**EXERCISE:** Give back exactly the lines that run from the line containing "For every instance of the door panel, the" through the end of the listing below. Leave out every other line.

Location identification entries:
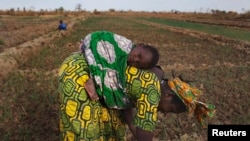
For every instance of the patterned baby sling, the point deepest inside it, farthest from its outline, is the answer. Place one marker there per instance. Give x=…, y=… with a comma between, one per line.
x=106, y=54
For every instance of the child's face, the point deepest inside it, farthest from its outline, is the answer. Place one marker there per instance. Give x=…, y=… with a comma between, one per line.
x=140, y=58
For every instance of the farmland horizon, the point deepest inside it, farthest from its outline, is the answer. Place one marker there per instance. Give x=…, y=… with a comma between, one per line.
x=201, y=6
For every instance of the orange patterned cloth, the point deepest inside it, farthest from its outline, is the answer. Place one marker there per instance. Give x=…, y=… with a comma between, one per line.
x=189, y=96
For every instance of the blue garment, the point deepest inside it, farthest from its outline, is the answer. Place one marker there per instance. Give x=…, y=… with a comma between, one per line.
x=62, y=26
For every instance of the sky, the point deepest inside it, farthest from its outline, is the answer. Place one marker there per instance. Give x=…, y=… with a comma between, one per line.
x=240, y=6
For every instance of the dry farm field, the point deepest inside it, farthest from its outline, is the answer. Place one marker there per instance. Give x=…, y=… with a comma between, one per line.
x=212, y=50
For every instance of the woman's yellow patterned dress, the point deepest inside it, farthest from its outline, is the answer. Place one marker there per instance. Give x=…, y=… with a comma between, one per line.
x=84, y=120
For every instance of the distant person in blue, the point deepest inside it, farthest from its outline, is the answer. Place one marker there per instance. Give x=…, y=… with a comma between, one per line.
x=62, y=25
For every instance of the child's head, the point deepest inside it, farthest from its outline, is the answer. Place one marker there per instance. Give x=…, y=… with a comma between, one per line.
x=143, y=56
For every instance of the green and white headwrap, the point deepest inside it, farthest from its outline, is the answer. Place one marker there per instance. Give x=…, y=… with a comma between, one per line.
x=107, y=54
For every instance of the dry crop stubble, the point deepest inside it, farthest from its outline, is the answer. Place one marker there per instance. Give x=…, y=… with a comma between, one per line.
x=221, y=70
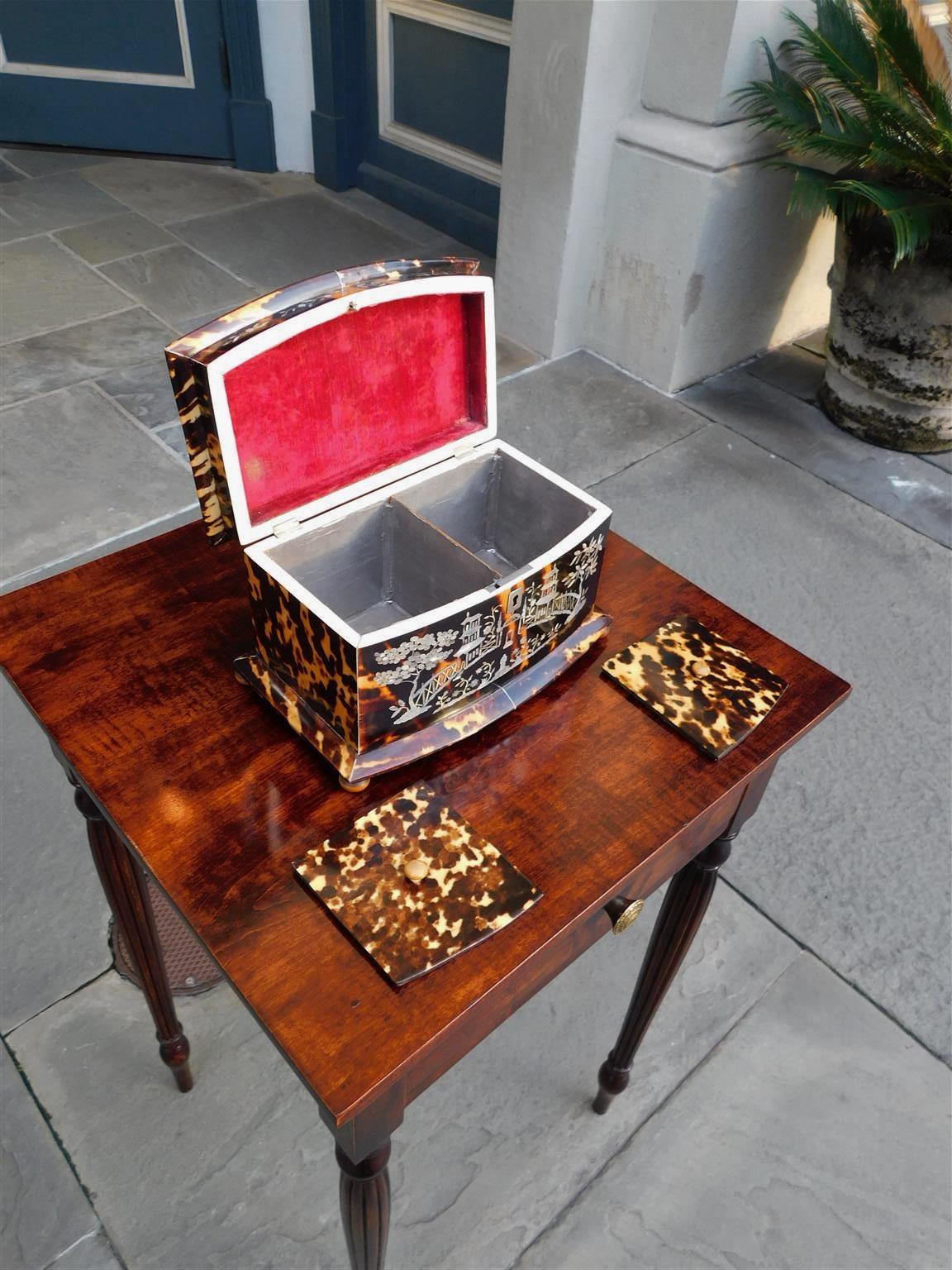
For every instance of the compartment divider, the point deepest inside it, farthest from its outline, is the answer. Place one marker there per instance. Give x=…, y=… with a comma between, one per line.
x=395, y=500
x=419, y=575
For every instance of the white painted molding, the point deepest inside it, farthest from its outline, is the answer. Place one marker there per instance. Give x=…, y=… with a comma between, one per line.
x=714, y=147
x=109, y=76
x=464, y=21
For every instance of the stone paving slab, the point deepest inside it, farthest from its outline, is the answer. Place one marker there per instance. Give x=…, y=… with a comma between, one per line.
x=850, y=848
x=588, y=419
x=94, y=1253
x=814, y=341
x=76, y=471
x=46, y=163
x=42, y=1206
x=246, y=1167
x=816, y=1135
x=54, y=203
x=168, y=191
x=793, y=369
x=45, y=287
x=52, y=910
x=289, y=239
x=126, y=234
x=144, y=390
x=177, y=284
x=59, y=358
x=904, y=487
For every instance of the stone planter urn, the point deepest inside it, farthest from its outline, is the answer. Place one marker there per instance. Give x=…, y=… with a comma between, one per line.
x=888, y=352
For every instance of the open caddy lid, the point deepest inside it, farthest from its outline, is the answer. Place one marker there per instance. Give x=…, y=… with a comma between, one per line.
x=320, y=394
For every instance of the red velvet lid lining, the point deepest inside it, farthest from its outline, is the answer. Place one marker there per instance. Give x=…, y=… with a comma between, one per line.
x=355, y=395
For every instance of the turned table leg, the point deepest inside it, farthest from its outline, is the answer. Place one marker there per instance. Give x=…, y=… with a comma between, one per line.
x=125, y=886
x=364, y=1206
x=682, y=912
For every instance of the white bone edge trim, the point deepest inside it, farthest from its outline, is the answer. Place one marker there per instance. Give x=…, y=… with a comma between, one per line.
x=276, y=336
x=259, y=550
x=102, y=75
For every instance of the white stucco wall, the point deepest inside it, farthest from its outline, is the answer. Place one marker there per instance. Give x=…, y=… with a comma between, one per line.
x=636, y=220
x=288, y=79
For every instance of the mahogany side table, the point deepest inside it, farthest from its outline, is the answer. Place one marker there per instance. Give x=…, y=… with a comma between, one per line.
x=126, y=663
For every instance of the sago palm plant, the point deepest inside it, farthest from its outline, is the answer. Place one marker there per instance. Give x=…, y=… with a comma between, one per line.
x=867, y=95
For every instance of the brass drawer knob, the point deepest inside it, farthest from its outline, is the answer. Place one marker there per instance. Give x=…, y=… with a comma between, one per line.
x=621, y=921
x=416, y=869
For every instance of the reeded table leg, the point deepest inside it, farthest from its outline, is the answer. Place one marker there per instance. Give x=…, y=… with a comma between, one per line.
x=126, y=889
x=364, y=1206
x=683, y=909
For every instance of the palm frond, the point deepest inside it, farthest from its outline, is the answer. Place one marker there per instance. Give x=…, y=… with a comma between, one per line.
x=864, y=94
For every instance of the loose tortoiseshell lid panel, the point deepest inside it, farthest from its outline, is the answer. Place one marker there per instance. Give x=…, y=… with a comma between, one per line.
x=410, y=928
x=706, y=689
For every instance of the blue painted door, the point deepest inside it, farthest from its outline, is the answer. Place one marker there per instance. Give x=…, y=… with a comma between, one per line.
x=435, y=112
x=145, y=75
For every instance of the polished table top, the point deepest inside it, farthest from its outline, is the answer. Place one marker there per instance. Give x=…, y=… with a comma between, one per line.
x=127, y=665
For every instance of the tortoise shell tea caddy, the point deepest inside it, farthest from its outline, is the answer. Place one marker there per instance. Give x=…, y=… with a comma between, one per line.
x=412, y=577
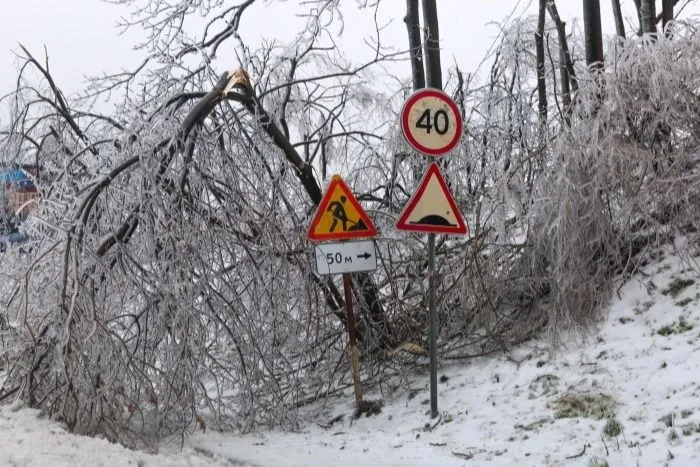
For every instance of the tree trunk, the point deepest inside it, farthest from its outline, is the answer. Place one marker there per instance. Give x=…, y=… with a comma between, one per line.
x=667, y=15
x=593, y=33
x=412, y=21
x=541, y=82
x=619, y=22
x=564, y=80
x=563, y=43
x=432, y=45
x=647, y=10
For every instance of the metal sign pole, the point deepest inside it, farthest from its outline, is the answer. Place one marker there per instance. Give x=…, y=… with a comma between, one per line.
x=433, y=325
x=354, y=362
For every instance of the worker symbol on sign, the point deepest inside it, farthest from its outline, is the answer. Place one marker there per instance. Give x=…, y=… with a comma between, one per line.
x=340, y=216
x=337, y=209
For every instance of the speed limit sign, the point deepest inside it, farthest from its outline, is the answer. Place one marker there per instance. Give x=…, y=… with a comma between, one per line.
x=431, y=122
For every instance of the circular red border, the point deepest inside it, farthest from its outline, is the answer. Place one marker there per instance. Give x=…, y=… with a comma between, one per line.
x=406, y=110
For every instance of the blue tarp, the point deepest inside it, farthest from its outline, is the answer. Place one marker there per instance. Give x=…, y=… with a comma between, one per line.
x=16, y=176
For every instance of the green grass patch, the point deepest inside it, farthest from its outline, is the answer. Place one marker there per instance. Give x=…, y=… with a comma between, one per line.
x=676, y=286
x=675, y=328
x=587, y=405
x=612, y=428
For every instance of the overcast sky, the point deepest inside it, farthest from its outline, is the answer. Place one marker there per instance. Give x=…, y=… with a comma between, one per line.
x=82, y=39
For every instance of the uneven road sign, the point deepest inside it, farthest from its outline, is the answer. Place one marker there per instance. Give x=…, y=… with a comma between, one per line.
x=339, y=215
x=431, y=122
x=345, y=257
x=432, y=208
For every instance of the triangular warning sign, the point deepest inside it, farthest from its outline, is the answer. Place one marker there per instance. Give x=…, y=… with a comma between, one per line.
x=339, y=215
x=432, y=208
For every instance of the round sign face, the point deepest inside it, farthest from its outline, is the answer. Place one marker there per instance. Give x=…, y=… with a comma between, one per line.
x=431, y=122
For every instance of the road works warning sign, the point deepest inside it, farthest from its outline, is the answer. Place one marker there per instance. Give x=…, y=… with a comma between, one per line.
x=339, y=215
x=432, y=209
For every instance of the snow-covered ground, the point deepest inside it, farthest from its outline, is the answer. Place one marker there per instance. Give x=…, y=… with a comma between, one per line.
x=629, y=396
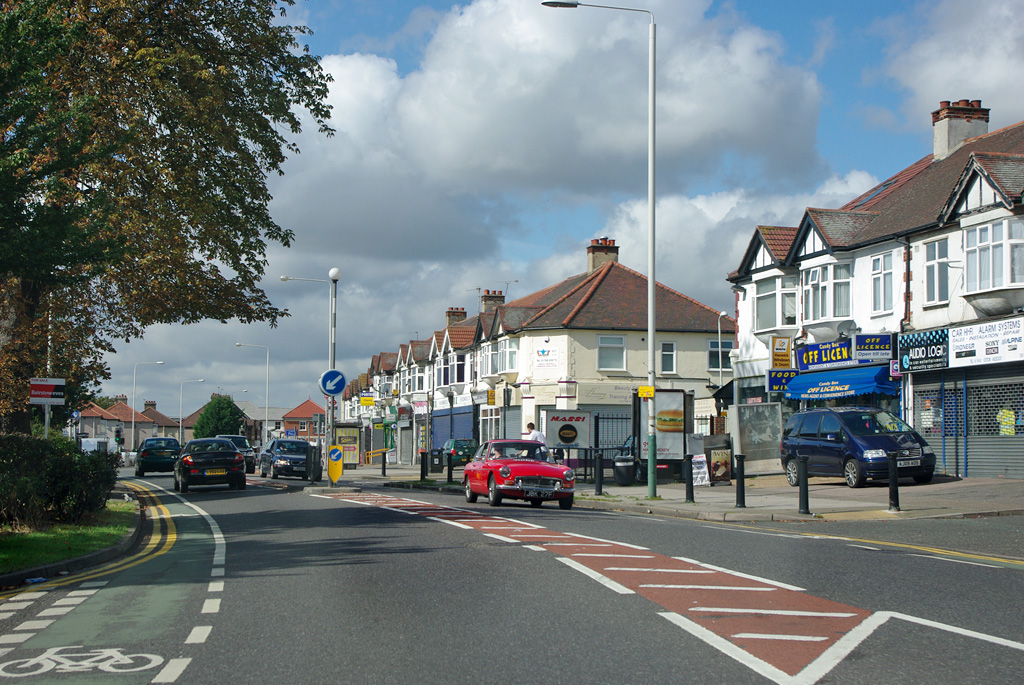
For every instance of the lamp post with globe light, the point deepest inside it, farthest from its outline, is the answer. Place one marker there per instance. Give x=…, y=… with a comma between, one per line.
x=651, y=438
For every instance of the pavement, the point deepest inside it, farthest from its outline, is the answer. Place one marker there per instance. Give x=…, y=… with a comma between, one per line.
x=767, y=498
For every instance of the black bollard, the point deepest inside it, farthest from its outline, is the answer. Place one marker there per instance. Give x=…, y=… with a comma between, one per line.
x=802, y=475
x=740, y=486
x=893, y=483
x=688, y=476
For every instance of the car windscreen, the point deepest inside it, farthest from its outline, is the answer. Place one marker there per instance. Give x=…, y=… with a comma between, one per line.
x=873, y=423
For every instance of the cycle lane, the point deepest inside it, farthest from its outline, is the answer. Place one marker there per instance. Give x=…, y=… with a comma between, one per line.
x=140, y=605
x=777, y=630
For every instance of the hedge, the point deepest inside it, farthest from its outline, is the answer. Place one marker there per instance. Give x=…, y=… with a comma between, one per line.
x=51, y=480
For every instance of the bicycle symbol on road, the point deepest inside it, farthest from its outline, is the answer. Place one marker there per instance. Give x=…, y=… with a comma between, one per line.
x=109, y=660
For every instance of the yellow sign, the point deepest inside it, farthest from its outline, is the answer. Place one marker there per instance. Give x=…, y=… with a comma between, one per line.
x=780, y=352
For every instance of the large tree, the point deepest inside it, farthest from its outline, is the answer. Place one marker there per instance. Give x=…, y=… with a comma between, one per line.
x=135, y=141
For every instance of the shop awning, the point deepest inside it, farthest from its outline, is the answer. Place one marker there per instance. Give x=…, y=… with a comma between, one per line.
x=842, y=383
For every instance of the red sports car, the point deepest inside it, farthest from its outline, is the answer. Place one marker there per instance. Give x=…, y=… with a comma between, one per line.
x=518, y=469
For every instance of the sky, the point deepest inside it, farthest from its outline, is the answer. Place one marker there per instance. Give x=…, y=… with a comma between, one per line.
x=481, y=145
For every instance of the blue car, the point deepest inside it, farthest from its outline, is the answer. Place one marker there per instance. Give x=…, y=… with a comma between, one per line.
x=854, y=442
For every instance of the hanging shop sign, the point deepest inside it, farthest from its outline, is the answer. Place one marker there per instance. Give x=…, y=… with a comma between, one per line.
x=925, y=350
x=876, y=347
x=991, y=342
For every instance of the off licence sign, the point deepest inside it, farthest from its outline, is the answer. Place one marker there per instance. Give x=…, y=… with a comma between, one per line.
x=46, y=390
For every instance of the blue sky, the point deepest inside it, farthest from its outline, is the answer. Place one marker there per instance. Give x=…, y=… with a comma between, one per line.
x=482, y=144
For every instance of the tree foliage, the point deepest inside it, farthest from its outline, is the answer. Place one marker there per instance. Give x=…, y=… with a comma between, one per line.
x=135, y=141
x=220, y=417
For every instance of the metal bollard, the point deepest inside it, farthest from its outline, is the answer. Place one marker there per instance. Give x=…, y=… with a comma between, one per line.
x=740, y=486
x=802, y=475
x=688, y=476
x=893, y=483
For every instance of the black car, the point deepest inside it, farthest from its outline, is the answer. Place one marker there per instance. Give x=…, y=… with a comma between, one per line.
x=284, y=457
x=210, y=461
x=854, y=442
x=242, y=442
x=156, y=454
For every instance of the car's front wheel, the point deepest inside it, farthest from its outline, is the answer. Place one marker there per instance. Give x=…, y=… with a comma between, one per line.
x=792, y=474
x=853, y=473
x=494, y=497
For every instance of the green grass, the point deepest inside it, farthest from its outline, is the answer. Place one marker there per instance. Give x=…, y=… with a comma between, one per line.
x=28, y=548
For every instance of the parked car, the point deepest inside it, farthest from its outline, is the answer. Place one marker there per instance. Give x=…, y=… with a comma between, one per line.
x=156, y=454
x=460, y=450
x=210, y=461
x=242, y=442
x=284, y=457
x=854, y=442
x=519, y=470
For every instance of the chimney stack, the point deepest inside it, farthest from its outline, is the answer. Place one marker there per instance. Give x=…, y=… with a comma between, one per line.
x=491, y=299
x=600, y=252
x=454, y=315
x=954, y=123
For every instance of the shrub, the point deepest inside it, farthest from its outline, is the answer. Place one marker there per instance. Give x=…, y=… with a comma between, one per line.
x=52, y=479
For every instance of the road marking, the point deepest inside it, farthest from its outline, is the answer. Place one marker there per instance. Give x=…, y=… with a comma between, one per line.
x=199, y=635
x=171, y=672
x=769, y=636
x=589, y=572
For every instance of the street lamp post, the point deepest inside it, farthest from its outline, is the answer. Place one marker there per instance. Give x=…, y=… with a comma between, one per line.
x=266, y=405
x=133, y=371
x=181, y=419
x=334, y=274
x=651, y=438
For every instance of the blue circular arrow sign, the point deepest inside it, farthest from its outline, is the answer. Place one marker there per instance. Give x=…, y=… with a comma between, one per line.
x=332, y=382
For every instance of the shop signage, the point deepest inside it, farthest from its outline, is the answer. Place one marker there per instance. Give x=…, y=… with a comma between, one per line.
x=991, y=342
x=780, y=352
x=877, y=347
x=825, y=355
x=777, y=379
x=921, y=351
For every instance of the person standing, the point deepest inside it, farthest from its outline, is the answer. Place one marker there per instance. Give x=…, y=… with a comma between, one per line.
x=535, y=434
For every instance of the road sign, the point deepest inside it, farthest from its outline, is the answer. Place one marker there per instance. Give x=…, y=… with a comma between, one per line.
x=332, y=382
x=46, y=390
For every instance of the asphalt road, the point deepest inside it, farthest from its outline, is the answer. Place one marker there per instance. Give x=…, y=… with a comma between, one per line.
x=271, y=585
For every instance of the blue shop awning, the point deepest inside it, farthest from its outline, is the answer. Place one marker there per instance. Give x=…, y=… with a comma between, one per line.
x=842, y=383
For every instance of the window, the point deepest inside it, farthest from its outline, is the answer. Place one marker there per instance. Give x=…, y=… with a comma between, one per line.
x=992, y=252
x=882, y=283
x=611, y=352
x=713, y=354
x=936, y=271
x=815, y=293
x=668, y=357
x=775, y=302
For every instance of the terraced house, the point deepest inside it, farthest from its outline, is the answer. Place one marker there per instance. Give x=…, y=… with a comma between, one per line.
x=578, y=345
x=909, y=297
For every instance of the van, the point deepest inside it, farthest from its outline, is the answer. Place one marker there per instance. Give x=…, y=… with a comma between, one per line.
x=854, y=442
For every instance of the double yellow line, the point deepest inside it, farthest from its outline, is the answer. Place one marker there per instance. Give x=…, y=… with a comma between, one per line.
x=161, y=541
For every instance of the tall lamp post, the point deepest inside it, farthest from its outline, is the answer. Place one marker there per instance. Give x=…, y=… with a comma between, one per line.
x=266, y=405
x=651, y=438
x=133, y=371
x=181, y=419
x=334, y=274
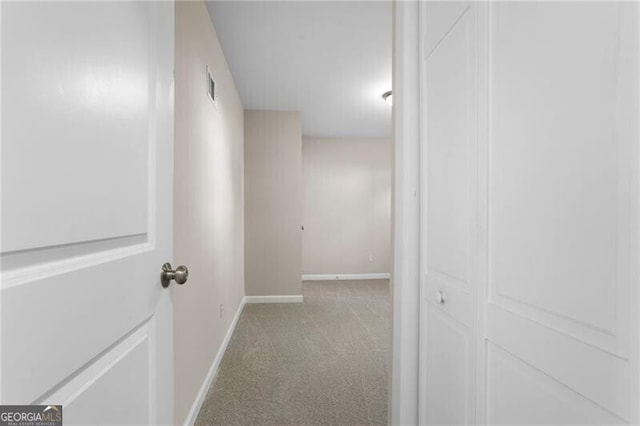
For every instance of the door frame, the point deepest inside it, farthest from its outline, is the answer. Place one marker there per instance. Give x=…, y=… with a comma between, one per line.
x=405, y=281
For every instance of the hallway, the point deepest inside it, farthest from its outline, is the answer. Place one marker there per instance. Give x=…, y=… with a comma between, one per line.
x=322, y=361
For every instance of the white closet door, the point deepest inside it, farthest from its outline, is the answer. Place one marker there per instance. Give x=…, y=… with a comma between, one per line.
x=561, y=196
x=87, y=160
x=449, y=192
x=529, y=309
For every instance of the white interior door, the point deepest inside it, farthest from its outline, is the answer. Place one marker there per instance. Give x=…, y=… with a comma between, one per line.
x=449, y=284
x=87, y=159
x=561, y=193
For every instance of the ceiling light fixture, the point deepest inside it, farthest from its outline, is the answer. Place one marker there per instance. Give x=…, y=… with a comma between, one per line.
x=388, y=97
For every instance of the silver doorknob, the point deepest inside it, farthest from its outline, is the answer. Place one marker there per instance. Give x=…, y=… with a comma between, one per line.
x=180, y=274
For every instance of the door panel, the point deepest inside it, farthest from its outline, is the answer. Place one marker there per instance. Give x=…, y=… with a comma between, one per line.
x=448, y=306
x=562, y=96
x=448, y=375
x=532, y=238
x=511, y=381
x=87, y=141
x=440, y=18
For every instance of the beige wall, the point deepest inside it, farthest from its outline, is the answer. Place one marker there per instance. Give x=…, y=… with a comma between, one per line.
x=273, y=200
x=208, y=206
x=347, y=206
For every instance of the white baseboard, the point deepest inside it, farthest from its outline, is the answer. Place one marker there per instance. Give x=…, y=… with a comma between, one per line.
x=213, y=370
x=329, y=277
x=274, y=299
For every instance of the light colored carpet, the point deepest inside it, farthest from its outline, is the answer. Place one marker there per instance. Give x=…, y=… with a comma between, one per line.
x=323, y=361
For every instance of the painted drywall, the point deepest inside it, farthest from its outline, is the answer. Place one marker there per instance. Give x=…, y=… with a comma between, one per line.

**CORRECT RESPONSE:**
For every instance of the door panel, the point deepest inside it, farthest from its outline, is the answer. Place one marker there per instance. Give x=…, y=… with a comma between, one per line.
x=448, y=306
x=562, y=96
x=448, y=375
x=532, y=238
x=511, y=381
x=87, y=141
x=440, y=18
For every instance of the beige wall, the point deepest inside it, farthest from its outline, is the answer. Place one marker there per instance. Give x=…, y=… with a comma between, one per line.
x=273, y=200
x=208, y=206
x=347, y=206
For every instance of the white baseboard, the point deepest inside it, farthest from its outline, is the answer. Place one marker there per instance. Give x=…, y=… with a comma between, one per line.
x=213, y=370
x=329, y=277
x=274, y=299
For every instance of the light colored carpet, the point deepest inside it, farthest from its outline, is the answer. Place one marker there per instance. Give x=…, y=… with a comma between, one per line.
x=323, y=361
For every instance of the painted drywall, the point deepest inside it, farthest from its outline, is the answer. Place one marker there per instance. Give x=…, y=… with a comma between, one per line.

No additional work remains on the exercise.